## Your goal:
Extract every line from the listing below that contains the word "collar".

## Dataset:
^^^^
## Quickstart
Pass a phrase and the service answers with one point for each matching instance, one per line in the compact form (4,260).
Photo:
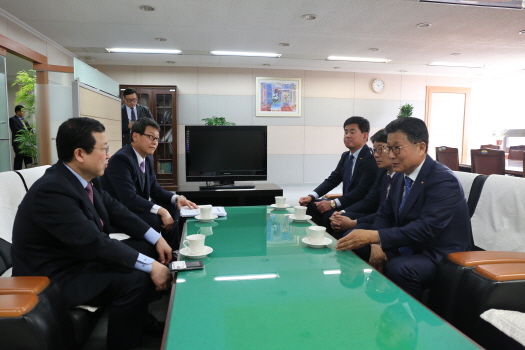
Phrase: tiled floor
(292,192)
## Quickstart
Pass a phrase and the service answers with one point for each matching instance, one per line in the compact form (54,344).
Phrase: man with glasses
(130,178)
(356,169)
(362,213)
(131,112)
(425,216)
(61,230)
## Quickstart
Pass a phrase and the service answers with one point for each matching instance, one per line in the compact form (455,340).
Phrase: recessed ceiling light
(309,17)
(358,59)
(146,8)
(249,54)
(119,50)
(464,65)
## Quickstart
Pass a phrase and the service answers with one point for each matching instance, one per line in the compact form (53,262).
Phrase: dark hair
(140,125)
(128,92)
(415,129)
(380,136)
(362,123)
(76,133)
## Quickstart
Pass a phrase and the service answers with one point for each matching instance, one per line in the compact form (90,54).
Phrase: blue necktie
(348,174)
(408,186)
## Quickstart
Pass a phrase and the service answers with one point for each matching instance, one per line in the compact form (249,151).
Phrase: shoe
(153,327)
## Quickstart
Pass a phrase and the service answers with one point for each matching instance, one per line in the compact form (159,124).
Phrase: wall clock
(378,85)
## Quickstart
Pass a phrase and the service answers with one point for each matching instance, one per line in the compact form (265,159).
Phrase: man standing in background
(131,112)
(17,124)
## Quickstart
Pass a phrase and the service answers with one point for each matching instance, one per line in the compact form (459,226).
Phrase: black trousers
(127,297)
(17,164)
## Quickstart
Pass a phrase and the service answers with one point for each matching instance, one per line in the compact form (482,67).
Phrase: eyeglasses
(379,150)
(397,149)
(106,149)
(151,137)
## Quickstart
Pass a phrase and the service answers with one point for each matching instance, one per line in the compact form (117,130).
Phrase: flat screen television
(225,154)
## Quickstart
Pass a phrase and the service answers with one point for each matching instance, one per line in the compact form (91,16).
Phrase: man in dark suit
(16,124)
(363,212)
(425,216)
(62,227)
(356,169)
(134,186)
(131,112)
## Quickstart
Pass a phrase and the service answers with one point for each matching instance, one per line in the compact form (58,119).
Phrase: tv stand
(261,194)
(226,187)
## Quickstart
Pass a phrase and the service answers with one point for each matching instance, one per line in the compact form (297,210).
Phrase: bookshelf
(162,101)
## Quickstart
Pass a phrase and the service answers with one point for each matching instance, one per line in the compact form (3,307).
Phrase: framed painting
(278,97)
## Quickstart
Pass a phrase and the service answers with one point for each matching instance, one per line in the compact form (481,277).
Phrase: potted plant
(499,134)
(25,96)
(405,110)
(216,121)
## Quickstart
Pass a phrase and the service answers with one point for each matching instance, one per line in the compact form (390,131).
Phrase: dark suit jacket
(434,219)
(15,125)
(57,233)
(142,112)
(365,171)
(123,180)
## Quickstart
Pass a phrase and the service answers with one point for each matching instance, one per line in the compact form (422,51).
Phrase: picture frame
(277,97)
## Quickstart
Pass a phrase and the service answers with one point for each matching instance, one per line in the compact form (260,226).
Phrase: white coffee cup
(316,234)
(300,212)
(280,201)
(195,243)
(205,211)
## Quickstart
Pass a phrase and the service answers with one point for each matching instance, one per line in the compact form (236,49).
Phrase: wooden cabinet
(162,101)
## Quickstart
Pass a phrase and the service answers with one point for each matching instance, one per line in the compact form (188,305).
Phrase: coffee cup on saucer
(316,234)
(280,201)
(205,211)
(195,243)
(300,212)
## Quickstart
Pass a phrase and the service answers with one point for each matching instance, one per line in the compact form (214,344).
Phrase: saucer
(326,242)
(278,207)
(307,217)
(186,252)
(211,218)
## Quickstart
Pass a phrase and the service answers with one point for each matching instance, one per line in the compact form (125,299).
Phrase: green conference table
(263,288)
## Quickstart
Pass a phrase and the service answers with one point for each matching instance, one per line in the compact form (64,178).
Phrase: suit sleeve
(441,200)
(121,175)
(367,177)
(335,178)
(370,203)
(62,213)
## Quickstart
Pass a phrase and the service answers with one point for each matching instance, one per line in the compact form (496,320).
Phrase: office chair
(488,161)
(448,156)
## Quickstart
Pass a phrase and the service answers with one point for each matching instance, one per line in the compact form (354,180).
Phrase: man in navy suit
(62,228)
(16,124)
(131,112)
(425,216)
(133,186)
(363,212)
(356,169)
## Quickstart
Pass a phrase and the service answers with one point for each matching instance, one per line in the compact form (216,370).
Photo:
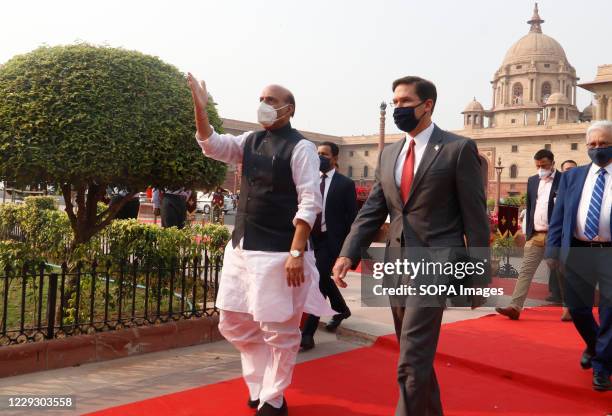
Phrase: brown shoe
(509,311)
(566,317)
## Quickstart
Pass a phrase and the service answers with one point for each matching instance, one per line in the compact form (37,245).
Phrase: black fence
(44,301)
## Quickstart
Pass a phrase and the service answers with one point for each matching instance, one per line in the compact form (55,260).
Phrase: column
(599,108)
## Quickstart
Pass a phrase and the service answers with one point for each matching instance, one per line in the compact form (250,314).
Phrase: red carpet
(485,366)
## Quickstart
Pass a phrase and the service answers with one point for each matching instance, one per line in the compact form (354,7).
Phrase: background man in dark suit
(541,194)
(328,234)
(580,238)
(431,185)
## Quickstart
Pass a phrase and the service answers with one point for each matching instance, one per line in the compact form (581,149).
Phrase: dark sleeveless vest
(268,198)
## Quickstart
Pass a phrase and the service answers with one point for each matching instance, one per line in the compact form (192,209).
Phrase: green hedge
(37,230)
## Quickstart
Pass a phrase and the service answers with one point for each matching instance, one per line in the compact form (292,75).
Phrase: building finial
(536,21)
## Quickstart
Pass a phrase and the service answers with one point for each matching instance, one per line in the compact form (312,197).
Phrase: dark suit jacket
(340,211)
(532,195)
(446,206)
(563,221)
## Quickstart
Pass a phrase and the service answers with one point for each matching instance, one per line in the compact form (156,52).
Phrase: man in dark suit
(580,240)
(430,184)
(328,234)
(541,194)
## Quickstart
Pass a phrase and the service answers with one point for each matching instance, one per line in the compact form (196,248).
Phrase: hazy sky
(339,57)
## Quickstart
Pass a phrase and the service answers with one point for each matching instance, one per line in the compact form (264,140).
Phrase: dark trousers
(173,211)
(585,269)
(129,210)
(325,263)
(417,330)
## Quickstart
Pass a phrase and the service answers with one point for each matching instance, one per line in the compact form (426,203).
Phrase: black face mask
(325,165)
(601,156)
(405,118)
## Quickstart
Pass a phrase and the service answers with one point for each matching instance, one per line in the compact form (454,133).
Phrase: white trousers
(268,351)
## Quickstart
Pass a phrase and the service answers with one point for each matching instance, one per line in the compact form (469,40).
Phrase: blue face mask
(325,164)
(601,156)
(405,118)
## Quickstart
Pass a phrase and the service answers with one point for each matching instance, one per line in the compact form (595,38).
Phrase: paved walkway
(101,385)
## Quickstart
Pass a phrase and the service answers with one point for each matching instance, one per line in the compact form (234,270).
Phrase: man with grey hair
(580,239)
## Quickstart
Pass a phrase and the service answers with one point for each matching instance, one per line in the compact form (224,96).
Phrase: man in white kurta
(263,292)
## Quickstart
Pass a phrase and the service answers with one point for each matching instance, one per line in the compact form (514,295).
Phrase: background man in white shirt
(580,238)
(541,193)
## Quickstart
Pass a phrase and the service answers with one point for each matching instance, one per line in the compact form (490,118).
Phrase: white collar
(595,169)
(423,137)
(329,173)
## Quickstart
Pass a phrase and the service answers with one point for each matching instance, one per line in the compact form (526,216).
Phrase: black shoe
(601,382)
(267,410)
(336,321)
(307,343)
(253,404)
(585,360)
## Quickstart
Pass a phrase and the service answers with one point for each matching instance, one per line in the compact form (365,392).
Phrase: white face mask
(266,114)
(544,173)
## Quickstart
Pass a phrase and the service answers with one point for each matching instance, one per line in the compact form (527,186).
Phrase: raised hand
(200,100)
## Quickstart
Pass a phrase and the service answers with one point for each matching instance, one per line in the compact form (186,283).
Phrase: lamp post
(381,131)
(498,169)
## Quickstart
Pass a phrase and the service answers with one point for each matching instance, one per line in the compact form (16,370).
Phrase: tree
(84,117)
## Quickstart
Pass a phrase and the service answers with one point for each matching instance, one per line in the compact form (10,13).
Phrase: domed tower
(534,68)
(473,115)
(557,110)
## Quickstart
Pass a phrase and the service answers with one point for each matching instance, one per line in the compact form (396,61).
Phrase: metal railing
(42,301)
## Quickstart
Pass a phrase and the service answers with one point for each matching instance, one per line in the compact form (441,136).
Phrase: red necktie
(316,228)
(407,172)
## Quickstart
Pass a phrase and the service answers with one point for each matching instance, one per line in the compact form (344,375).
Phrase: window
(517,93)
(546,90)
(513,171)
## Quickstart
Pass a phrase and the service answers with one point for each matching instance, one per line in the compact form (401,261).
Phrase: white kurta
(253,281)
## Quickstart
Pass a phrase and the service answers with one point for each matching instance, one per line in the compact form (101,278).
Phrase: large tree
(85,117)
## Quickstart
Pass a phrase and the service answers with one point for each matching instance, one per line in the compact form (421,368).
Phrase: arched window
(514,171)
(546,90)
(517,93)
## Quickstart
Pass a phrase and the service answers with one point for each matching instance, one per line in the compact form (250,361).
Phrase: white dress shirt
(540,214)
(585,202)
(420,143)
(329,174)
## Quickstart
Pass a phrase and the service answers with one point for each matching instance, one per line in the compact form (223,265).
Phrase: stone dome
(535,46)
(557,99)
(473,106)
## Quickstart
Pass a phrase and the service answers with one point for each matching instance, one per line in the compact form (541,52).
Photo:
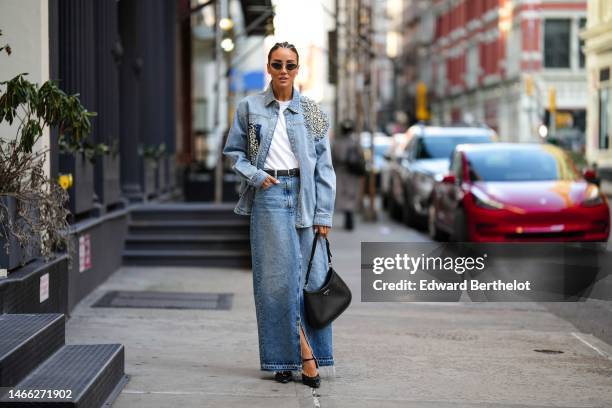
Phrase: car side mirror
(449,179)
(590,175)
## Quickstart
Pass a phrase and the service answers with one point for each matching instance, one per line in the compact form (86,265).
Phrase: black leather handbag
(324,305)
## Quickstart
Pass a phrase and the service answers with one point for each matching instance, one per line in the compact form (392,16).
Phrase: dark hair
(283,45)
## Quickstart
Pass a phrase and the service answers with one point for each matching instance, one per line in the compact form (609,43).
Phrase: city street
(387,354)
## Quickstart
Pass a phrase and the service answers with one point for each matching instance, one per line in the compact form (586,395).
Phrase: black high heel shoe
(314,382)
(283,376)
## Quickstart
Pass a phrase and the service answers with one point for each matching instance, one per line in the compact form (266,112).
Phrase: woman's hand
(322,229)
(269,181)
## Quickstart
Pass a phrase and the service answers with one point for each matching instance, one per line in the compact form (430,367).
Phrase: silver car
(425,160)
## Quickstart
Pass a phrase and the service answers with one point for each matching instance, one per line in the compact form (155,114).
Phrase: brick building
(496,61)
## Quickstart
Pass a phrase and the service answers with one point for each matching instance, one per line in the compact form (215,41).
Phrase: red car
(517,192)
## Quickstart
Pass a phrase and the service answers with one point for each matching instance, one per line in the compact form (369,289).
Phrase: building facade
(598,37)
(512,64)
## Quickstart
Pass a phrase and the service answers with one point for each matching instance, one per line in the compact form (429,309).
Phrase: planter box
(82,191)
(106,183)
(172,181)
(162,174)
(149,175)
(16,255)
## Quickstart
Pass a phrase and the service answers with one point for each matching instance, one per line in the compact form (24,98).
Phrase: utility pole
(218,61)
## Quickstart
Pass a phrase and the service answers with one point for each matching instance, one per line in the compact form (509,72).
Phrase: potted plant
(33,217)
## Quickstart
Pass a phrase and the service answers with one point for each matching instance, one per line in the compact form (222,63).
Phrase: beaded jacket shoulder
(316,120)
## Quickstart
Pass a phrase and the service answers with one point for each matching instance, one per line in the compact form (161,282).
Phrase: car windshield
(520,165)
(441,147)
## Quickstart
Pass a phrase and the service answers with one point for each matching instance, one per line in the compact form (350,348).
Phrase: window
(605,113)
(473,66)
(581,58)
(557,43)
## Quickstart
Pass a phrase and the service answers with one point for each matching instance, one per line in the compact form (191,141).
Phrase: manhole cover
(166,300)
(546,351)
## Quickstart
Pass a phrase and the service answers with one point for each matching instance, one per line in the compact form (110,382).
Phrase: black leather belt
(290,172)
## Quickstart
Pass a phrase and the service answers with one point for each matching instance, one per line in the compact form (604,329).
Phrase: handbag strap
(314,247)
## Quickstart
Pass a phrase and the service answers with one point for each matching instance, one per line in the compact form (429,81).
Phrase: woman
(279,145)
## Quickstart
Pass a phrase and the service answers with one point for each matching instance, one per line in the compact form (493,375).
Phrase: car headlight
(593,197)
(484,201)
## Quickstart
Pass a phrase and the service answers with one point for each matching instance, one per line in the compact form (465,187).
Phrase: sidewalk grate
(165,300)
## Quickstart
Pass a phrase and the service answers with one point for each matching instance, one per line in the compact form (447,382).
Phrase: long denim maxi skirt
(280,254)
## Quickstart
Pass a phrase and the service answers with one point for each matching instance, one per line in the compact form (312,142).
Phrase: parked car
(517,192)
(426,158)
(399,141)
(382,143)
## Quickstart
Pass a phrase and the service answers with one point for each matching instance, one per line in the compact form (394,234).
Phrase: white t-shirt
(280,156)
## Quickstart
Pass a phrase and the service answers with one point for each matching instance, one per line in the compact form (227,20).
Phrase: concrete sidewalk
(387,354)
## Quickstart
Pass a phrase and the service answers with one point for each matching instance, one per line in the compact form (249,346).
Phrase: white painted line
(600,352)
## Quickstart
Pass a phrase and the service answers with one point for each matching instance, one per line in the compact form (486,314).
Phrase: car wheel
(432,229)
(394,209)
(460,230)
(410,216)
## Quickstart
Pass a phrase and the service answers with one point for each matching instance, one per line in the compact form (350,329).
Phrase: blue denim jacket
(249,140)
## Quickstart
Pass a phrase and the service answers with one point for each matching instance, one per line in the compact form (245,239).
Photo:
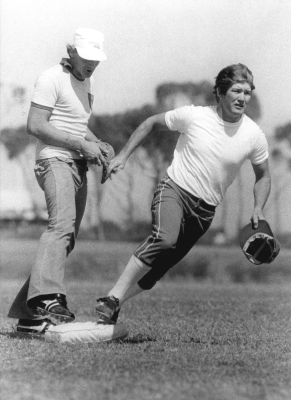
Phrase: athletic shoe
(108,310)
(32,327)
(54,305)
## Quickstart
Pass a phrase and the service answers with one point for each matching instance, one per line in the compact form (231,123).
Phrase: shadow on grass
(139,339)
(19,335)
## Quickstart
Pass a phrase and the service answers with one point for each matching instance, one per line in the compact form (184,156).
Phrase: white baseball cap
(89,44)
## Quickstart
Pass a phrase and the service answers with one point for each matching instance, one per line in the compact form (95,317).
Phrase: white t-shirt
(210,151)
(71,103)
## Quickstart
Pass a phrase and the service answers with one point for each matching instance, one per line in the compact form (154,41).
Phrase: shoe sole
(61,318)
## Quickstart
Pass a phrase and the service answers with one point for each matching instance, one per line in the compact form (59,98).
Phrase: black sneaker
(54,305)
(108,310)
(33,327)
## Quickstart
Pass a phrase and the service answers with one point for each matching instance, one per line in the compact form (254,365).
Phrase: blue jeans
(64,183)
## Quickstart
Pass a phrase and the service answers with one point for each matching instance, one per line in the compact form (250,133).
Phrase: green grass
(206,338)
(187,340)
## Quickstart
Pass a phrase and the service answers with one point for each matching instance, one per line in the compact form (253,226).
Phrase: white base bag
(85,332)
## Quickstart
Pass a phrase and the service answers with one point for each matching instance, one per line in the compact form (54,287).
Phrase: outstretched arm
(138,136)
(262,190)
(38,125)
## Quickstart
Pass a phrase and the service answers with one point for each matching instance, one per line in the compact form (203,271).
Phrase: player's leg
(166,222)
(197,218)
(29,317)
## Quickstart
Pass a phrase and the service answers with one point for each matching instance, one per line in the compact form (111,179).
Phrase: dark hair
(230,75)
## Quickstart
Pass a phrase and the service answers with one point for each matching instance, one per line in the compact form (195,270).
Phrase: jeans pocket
(41,167)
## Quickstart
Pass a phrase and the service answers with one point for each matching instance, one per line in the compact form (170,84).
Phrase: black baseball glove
(259,245)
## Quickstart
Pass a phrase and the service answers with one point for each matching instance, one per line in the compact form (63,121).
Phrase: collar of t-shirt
(65,62)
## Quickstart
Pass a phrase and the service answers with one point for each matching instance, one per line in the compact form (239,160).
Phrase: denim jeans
(64,183)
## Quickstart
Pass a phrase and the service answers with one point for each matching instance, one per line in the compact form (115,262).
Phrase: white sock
(133,272)
(131,292)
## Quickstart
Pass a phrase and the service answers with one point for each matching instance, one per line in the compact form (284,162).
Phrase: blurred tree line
(158,147)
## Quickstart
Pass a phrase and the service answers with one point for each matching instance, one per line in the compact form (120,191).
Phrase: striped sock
(133,272)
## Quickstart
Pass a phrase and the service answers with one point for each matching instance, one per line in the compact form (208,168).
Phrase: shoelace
(110,301)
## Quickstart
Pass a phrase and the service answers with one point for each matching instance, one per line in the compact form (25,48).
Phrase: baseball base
^^^^
## Exercise answer:
Phrase: white collar
Phrase: collar of t-shirt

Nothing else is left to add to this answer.